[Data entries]
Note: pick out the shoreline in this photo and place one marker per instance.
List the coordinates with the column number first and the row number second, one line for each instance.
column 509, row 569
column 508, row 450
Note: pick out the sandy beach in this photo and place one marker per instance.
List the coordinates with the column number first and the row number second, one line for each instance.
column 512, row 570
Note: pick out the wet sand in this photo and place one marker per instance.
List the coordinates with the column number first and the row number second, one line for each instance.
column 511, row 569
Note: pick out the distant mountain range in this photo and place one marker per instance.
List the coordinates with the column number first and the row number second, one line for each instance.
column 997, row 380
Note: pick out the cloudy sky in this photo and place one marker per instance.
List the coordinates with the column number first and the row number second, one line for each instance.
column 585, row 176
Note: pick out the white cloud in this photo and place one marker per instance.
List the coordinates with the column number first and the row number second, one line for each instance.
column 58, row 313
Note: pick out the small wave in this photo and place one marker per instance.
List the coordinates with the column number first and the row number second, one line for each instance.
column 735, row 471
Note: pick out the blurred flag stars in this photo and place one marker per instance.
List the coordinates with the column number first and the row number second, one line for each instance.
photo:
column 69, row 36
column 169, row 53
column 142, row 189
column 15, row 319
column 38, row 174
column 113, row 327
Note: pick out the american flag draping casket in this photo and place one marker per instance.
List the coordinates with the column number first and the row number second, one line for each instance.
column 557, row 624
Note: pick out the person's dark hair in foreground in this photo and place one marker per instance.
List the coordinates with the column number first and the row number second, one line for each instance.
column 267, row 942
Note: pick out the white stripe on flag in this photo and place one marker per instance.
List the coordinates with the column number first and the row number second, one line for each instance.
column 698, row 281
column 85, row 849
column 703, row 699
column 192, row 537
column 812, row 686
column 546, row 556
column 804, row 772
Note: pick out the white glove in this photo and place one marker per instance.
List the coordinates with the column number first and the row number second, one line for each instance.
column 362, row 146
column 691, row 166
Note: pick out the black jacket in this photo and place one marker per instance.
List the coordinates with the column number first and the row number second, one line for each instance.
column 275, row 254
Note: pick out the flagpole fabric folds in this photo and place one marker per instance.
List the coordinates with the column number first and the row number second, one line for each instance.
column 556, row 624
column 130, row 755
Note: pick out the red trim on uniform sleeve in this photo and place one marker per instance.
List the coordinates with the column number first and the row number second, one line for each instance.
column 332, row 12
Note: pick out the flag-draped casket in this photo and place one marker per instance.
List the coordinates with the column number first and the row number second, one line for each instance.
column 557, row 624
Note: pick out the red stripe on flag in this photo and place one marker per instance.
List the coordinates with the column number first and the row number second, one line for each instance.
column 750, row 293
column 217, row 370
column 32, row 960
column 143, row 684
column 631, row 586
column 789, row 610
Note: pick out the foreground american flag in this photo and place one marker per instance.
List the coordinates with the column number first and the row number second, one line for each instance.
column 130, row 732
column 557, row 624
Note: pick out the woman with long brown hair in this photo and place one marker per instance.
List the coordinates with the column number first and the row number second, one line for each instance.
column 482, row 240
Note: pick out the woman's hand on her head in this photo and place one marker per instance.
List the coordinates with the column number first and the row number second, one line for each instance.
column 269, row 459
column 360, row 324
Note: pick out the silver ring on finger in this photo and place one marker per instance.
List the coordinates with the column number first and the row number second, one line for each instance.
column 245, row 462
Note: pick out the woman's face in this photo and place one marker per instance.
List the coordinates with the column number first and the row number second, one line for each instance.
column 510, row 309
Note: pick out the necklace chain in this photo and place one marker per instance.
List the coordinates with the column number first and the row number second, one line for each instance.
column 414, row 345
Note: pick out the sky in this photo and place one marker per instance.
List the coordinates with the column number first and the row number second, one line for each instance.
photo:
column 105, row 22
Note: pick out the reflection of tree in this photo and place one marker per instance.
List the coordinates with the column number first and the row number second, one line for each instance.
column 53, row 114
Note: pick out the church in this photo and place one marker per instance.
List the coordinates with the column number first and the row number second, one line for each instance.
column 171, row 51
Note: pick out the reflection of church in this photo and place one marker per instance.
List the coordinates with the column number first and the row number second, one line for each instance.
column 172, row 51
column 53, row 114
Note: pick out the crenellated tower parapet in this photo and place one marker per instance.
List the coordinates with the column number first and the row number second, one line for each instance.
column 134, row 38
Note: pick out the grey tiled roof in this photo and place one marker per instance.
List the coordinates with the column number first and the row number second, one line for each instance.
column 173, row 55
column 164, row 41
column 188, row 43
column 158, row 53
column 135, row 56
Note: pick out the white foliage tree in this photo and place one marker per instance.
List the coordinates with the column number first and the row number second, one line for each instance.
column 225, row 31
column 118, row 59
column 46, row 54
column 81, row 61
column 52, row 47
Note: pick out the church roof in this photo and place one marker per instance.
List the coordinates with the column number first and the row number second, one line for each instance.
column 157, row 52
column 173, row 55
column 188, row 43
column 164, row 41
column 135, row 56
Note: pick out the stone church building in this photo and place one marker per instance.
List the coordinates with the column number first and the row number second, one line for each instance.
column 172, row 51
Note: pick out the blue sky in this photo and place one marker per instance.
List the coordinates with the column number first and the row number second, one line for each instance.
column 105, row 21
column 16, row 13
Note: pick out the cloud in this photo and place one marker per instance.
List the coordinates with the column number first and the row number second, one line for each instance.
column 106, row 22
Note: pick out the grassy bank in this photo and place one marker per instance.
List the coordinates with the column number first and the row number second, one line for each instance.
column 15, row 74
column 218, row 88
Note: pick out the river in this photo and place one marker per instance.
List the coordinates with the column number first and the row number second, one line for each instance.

**What is required:**
Render every line above as a Markdown table with the columns "No." and "Text", numbering the rows in order and omitting any blank lines.

**Answer:**
| No. | Text |
|---|---|
| 1 | Note: pick out the shoreline in this photo and place one marker per instance. |
| 2 | List the coordinates with the column number first and the row number second, one line for each instance. |
| 3 | column 509, row 569 |
| 4 | column 508, row 450 |
| 5 | Note: pick out the sandy beach in this photo and place one marker per instance. |
| 6 | List the coordinates with the column number first and the row number second, one line for each instance. |
| 7 | column 512, row 570 |
| 8 | Note: pick out the wet sand in this photo and place one marker per instance. |
| 9 | List the coordinates with the column number first and the row number second, one line for each instance. |
| 10 | column 511, row 569 |
| 11 | Note: pick out the distant mountain range in this photo and place one marker per instance. |
| 12 | List the coordinates with the column number first and the row number second, one line for each instance. |
| 13 | column 997, row 380 |
| 14 | Note: pick out the cloudy sky in this photo and place one marker per instance. |
| 15 | List the coordinates with the column number first and the row number second, one line for each instance. |
| 16 | column 585, row 176 |
| 17 | Note: pick out the white cloud in this photo and place one marker per instance. |
| 18 | List the coordinates with the column number first and the row number second, one line for each instance. |
| 19 | column 58, row 313 |
| 20 | Note: pick out the small wave in this photo and place one marker per instance. |
| 21 | List the coordinates with the column number first and the row number second, one line for each instance. |
| 22 | column 735, row 471 |
| 23 | Note: pick out the blurred flag stars in this photo and place one marker per instance. |
| 24 | List the coordinates with the column number first and the row number second, one line for each instance. |
| 25 | photo: |
| 26 | column 69, row 36 |
| 27 | column 169, row 53 |
| 28 | column 142, row 189 |
| 29 | column 15, row 319 |
| 30 | column 38, row 174 |
| 31 | column 113, row 327 |
| 32 | Note: pick out the american flag draping casket in this photo and place one marker per instance. |
| 33 | List the coordinates with the column number first and the row number second, one line for each instance. |
| 34 | column 557, row 624 |
| 35 | Note: pick out the person's dark hair in foreground in this photo and place one marker per instance. |
| 36 | List the coordinates with the column number first and the row number second, one line for each instance. |
| 37 | column 267, row 942 |
| 38 | Note: pick out the white stripe on flag in this photo and place one marker per instance. |
| 39 | List the coordinates with the column number first and the row number second, one line for each instance. |
| 40 | column 698, row 281 |
| 41 | column 85, row 849 |
| 42 | column 703, row 699 |
| 43 | column 192, row 537 |
| 44 | column 812, row 686 |
| 45 | column 546, row 556 |
| 46 | column 804, row 772 |
| 47 | Note: pick out the white glove in this photo and place one marker per instance. |
| 48 | List the coordinates with the column number first and the row number second, one line for each instance. |
| 49 | column 362, row 146 |
| 50 | column 691, row 166 |
| 51 | Note: pick out the black jacket in this photo and place one marker per instance. |
| 52 | List the coordinates with the column number first and the row number second, one line for each instance. |
| 53 | column 275, row 254 |
| 54 | Note: pick out the flagpole fabric folds in this photo and place one marker per instance. |
| 55 | List the coordinates with the column number first and the row number second, one line for each instance. |
| 56 | column 556, row 624 |
| 57 | column 130, row 755 |
| 58 | Note: pick out the red trim on uniform sleeve in this photo and place one marker per instance. |
| 59 | List the coordinates with the column number first and the row number second, one line for each instance. |
| 60 | column 332, row 12 |
| 61 | Note: pick out the flag-draped casket in this photo and place one marker per instance. |
| 62 | List the coordinates with the column number first and the row number second, one line for each instance. |
| 63 | column 557, row 624 |
| 64 | Note: pick out the red stripe on flag in this photo and place one marker per instance. |
| 65 | List the coordinates with the column number first and the row number second, one line for each instance. |
| 66 | column 750, row 293 |
| 67 | column 217, row 370 |
| 68 | column 32, row 960 |
| 69 | column 143, row 684 |
| 70 | column 631, row 586 |
| 71 | column 789, row 610 |
| 72 | Note: pick out the foreground american flag in this photo and place one marker per instance. |
| 73 | List the coordinates with the column number first and the row number second, one line for each instance. |
| 74 | column 130, row 732 |
| 75 | column 557, row 624 |
| 76 | Note: pick out the woman with long brown hair in this photo and place one marker per instance. |
| 77 | List the coordinates with the column number first and the row number second, one line for each instance. |
| 78 | column 482, row 240 |
| 79 | Note: pick out the woman's hand on her head in this photo and place one marker per instance. |
| 80 | List the coordinates with the column number first and the row number second, one line for each instance. |
| 81 | column 269, row 459 |
| 82 | column 360, row 324 |
| 83 | Note: pick out the silver ring on finger in this photo and place one marker per instance. |
| 84 | List the coordinates with the column number first and the row number second, one line for each instance. |
| 85 | column 245, row 462 |
| 86 | Note: pick out the woman's face in this photo and place one marker per instance. |
| 87 | List the coordinates with the column number first and the row number second, one line for each instance. |
| 88 | column 510, row 309 |
| 89 | Note: pick out the necklace chain in this photo and place one marker per instance. |
| 90 | List the coordinates with the column number first and the row number second, one line for each instance. |
| 91 | column 414, row 345 |
| 92 | Note: pick out the sky in this photo and place one marker per instance. |
| 93 | List the coordinates with the column number first and the row number second, one line for each instance. |
| 94 | photo: |
| 95 | column 105, row 22 |
| 96 | Note: pick out the reflection of tree in this photo and place one marker per instance. |
| 97 | List the coordinates with the column number first and the row number second, one line for each instance. |
| 98 | column 53, row 114 |
| 99 | Note: pick out the church in this photo and place one marker per instance. |
| 100 | List the coordinates with the column number first and the row number second, one line for each instance. |
| 101 | column 171, row 51 |
| 102 | Note: pick out the reflection of church in this photo and place one marker per instance. |
| 103 | List the coordinates with the column number first and the row number second, one line for each instance. |
| 104 | column 172, row 51 |
| 105 | column 53, row 114 |
| 106 | Note: pick out the crenellated tower parapet in this photo and place one marker per instance. |
| 107 | List the coordinates with the column number first and the row number second, one line for each instance. |
| 108 | column 134, row 38 |
| 109 | Note: pick out the grey tiled roof in this photo and place one marker per instance. |
| 110 | List the coordinates with the column number first and the row number second, one line for each instance. |
| 111 | column 173, row 55 |
| 112 | column 164, row 41 |
| 113 | column 188, row 43 |
| 114 | column 158, row 53 |
| 115 | column 135, row 56 |
| 116 | Note: pick out the white foliage tree in this photo and place one marker per instance. |
| 117 | List the coordinates with the column number first and the row number second, one line for each instance. |
| 118 | column 225, row 31 |
| 119 | column 118, row 59 |
| 120 | column 46, row 54 |
| 121 | column 81, row 61 |
| 122 | column 52, row 47 |
| 123 | Note: pick out the church roof in this photo and place one marker per instance. |
| 124 | List the coordinates with the column number first and the row number second, one line for each instance. |
| 125 | column 157, row 52 |
| 126 | column 173, row 55 |
| 127 | column 188, row 43 |
| 128 | column 164, row 41 |
| 129 | column 135, row 56 |
| 130 | Note: pick out the stone church building in this photo and place one marker per instance. |
| 131 | List the coordinates with the column number first and the row number second, one line for each instance. |
| 132 | column 172, row 51 |
| 133 | Note: pick out the blue sky in this photo and place one marker per instance. |
| 134 | List the coordinates with the column number first and the row number second, one line for each instance. |
| 135 | column 105, row 21 |
| 136 | column 16, row 13 |
| 137 | Note: pick out the cloud in this photo and place one marker per instance. |
| 138 | List the coordinates with the column number first and the row number second, one line for each instance. |
| 139 | column 106, row 22 |
| 140 | Note: pick out the grassy bank in this photo and place one marker per instance. |
| 141 | List the coordinates with the column number first and the row number second, one line for each instance. |
| 142 | column 15, row 74 |
| 143 | column 218, row 88 |
| 144 | Note: pick out the river in this photo and place one marker per instance. |
| 145 | List the coordinates with the column number first and the row number second, one line for each instance. |